Aim of the exercise:
Resume the review of the Sulawesi Toarco Jaya coffee, picking up right after its final sentence.

Text excerpt:

• • • •

Sulawesi—often over roasted, always overlooked. In my opinion, the crown jewel of Indonesian coffees, but you never know what you’re going to get when you brew it that first time.When it’s good, it’s really, really good. When it’s bad… Well.
I was ecstatic when I got a package in the mail from my friends at Bluebeard Coffee Roasters a couple weeks ago; I was beyond ecstatic when I opened it and today’s coffee was the first one I pulled out of the box.
Welcome to my Table, here in the corner of this cafe. Today we are sipping a cup of Sulawesi Toarco Jaya, from Bluebeard Coffee Roasters in Tacoma, Washington. Feel free to pull up a chair.
This coffee constitutes something of a rarity, in that it’s a fully washed coffee from Sulawesi, where the more traditional wet hulling process is nearly ubiquitous. With this coffee, we see the results of a partnership between a Japanese coffee company and local investors to establish a wet mill in Sulawesi, resulting in coffees with greater complexity and more clarity of flavour than is usually seen from Indonesia.
Coupled with this processing, this coffee benefits from being grown at significant altitude. While the Toarco Jaya wet mill is at around 1000masl, a great amount of the contributing smallholder farmers have their farms between 1250 and 1750masl, making them some of the highest growing coffee trees in Sulawesi.
Toarco Jaya also provides on-going education and training to their smallholder farmers, assisting them in maintaining their trees through good farming practice, and helping train their pickers to select the ripest cherries from the tree. We think that the combination of altitude, education, and exemplary growing and processing practices really strips away the negative characteristics people have come to associate with coffees from Indonesia.

• • • •

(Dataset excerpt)
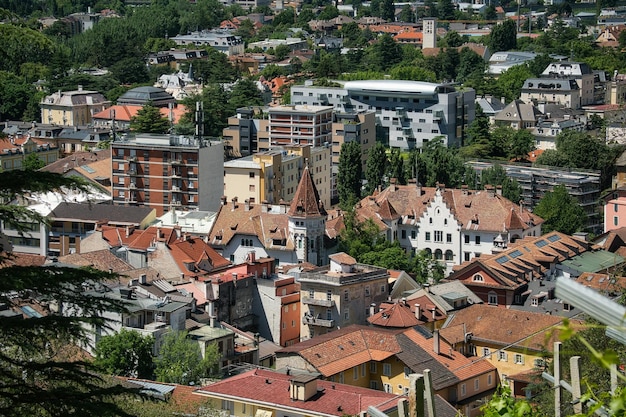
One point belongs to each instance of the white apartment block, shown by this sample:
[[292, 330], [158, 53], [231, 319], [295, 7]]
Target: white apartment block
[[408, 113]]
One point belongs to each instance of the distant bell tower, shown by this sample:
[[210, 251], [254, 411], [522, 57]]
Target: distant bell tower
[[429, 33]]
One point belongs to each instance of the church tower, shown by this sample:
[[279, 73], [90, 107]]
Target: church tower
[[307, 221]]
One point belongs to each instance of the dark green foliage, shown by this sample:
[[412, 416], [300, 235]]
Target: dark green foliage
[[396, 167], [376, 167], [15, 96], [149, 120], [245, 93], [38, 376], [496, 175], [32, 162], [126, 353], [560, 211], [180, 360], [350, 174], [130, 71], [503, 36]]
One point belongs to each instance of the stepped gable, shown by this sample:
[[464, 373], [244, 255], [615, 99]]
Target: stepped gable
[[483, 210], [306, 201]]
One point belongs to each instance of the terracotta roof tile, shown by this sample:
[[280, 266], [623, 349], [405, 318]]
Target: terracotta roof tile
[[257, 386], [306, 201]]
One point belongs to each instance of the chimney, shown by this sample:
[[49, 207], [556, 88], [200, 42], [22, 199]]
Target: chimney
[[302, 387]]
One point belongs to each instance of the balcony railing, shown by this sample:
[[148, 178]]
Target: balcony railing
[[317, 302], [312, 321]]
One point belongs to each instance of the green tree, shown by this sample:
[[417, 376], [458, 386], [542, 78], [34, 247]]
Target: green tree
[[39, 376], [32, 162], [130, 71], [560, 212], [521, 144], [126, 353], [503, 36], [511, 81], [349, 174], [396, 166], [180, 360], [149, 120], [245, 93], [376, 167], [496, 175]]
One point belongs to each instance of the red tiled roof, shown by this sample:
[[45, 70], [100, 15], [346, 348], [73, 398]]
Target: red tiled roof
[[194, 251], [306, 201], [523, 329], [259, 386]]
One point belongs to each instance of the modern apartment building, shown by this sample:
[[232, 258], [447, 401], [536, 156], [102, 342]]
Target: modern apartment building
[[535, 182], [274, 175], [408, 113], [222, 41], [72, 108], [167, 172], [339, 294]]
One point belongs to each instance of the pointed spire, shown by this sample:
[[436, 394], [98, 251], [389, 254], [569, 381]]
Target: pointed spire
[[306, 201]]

• • • •

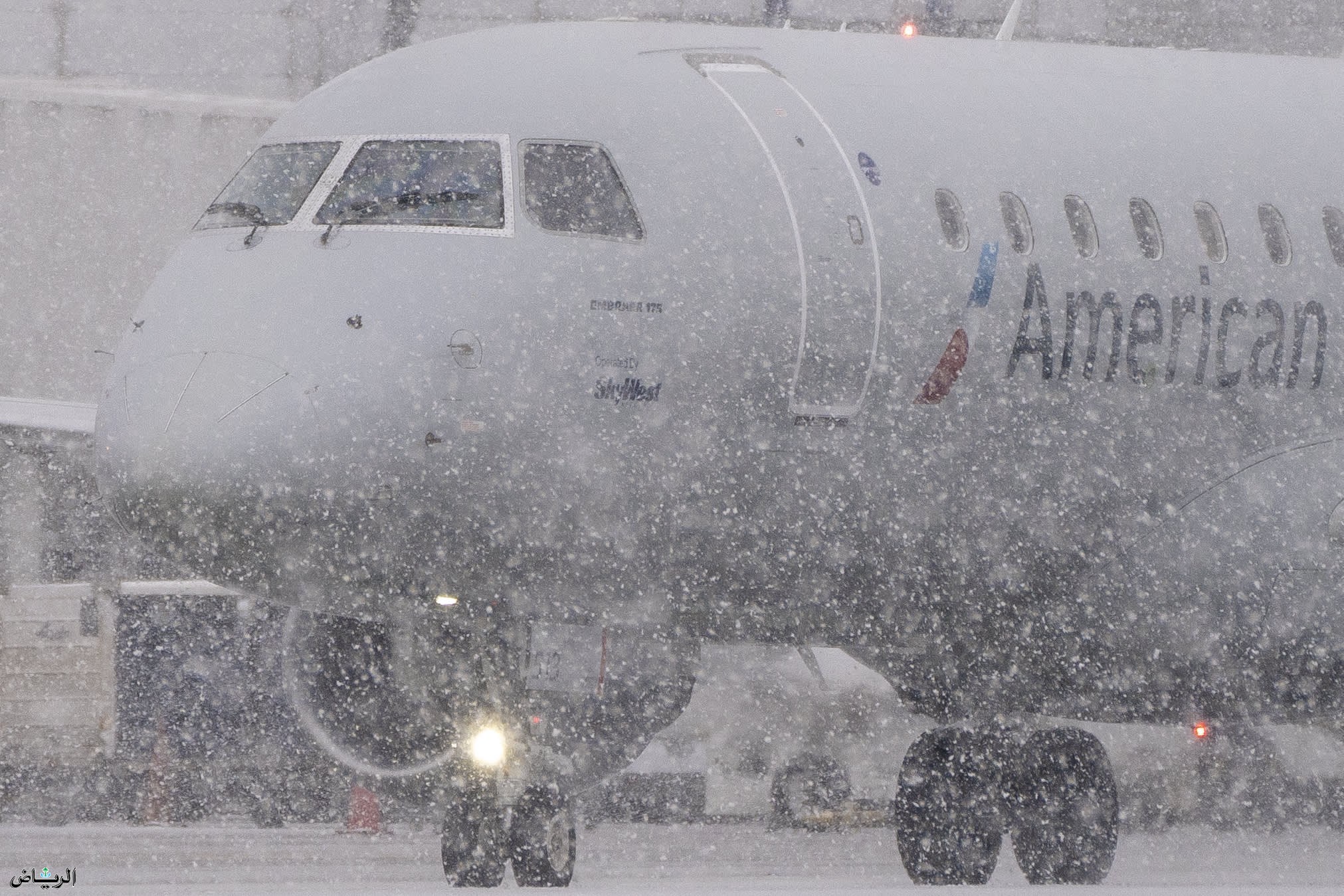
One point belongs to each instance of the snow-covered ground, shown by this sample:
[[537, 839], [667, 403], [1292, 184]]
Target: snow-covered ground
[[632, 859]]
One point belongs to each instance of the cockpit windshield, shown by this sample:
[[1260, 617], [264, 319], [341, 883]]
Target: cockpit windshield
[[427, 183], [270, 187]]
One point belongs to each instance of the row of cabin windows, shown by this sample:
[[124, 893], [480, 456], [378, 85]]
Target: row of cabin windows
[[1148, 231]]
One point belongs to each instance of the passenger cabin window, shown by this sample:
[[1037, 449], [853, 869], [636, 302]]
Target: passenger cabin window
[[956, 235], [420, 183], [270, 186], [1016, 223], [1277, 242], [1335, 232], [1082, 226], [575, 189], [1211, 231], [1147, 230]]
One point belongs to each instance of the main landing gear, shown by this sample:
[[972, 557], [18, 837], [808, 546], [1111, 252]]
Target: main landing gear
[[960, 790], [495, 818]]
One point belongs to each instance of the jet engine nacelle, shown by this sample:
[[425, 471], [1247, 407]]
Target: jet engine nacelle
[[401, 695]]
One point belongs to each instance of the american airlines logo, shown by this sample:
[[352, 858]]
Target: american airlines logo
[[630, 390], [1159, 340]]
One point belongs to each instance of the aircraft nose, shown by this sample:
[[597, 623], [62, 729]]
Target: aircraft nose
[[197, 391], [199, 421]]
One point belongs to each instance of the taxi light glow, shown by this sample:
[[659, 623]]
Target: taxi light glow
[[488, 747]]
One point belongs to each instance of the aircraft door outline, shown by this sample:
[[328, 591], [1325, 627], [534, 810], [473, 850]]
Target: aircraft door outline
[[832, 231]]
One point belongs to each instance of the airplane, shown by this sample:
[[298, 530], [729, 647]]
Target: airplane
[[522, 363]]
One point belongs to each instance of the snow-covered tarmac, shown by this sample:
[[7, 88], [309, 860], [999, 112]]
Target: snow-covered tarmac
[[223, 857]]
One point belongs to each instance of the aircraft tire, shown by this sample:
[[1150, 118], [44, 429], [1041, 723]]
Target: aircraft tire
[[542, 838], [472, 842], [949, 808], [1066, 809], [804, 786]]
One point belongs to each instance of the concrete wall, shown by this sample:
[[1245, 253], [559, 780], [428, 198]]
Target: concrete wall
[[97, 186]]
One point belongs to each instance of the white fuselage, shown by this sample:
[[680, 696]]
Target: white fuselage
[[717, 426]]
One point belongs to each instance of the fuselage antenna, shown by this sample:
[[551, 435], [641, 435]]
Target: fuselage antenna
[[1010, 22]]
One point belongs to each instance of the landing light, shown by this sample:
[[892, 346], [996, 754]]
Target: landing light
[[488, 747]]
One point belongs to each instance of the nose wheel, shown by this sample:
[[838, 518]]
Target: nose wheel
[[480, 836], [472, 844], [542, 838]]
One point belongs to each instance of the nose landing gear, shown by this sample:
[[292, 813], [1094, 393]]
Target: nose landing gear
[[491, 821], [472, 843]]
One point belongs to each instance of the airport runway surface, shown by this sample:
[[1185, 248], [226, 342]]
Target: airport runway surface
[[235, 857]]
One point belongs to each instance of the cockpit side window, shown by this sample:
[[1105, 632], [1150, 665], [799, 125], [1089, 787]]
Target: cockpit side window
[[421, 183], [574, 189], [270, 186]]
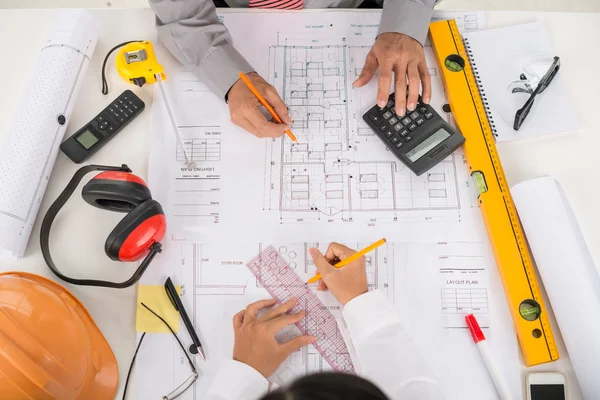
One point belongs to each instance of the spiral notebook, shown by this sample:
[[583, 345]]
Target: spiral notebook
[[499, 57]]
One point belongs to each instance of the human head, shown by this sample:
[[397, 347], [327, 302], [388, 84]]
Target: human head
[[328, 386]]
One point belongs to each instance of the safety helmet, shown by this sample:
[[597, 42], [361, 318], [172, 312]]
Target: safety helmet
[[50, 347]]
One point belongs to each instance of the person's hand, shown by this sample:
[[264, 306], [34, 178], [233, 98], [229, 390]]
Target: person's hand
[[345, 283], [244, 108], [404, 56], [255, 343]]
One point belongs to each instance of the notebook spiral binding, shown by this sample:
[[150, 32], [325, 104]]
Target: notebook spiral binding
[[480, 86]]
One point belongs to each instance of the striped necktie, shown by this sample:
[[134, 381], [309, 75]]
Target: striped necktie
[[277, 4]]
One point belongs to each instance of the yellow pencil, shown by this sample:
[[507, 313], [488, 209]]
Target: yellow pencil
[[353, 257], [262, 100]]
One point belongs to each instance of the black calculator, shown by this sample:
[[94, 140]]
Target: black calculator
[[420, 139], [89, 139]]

• • • •

Response to this exercise:
origin: Northeast Tana Toraja, Sulawesi, Indonesia
farm: P.T. Toarco Jaya
elevation: 1400-2000 meters above sea level
cultivars: Typica, Jember S-795
process: fully washed, patio dried
The aroma coming out of this cup is heavenly. Up front, there are lightly fragrant aromatics of lavender, Earl Grey tea, peanut dust, pine needles, and juniper. At the back end, big aromas of coconut and deep, sweet milk chocolate lull me into my first few sips.
The milk chocolate carries over into the cup, taking up residence front and center at the tip of my tongue, then melting over it; there is now a bed of chocolate on my palate for all of the rest of the flavors to jump on (and there are a lot). First comes a mildly sweet nutty taste—macadamia—and a much sweeter marshmallow note. Then it gets a little spicy sweet—cinnamon, oregano, cordiander. Following close behind, a flavor note that I’ve never written in my journal before—freshly baked buttered croissant.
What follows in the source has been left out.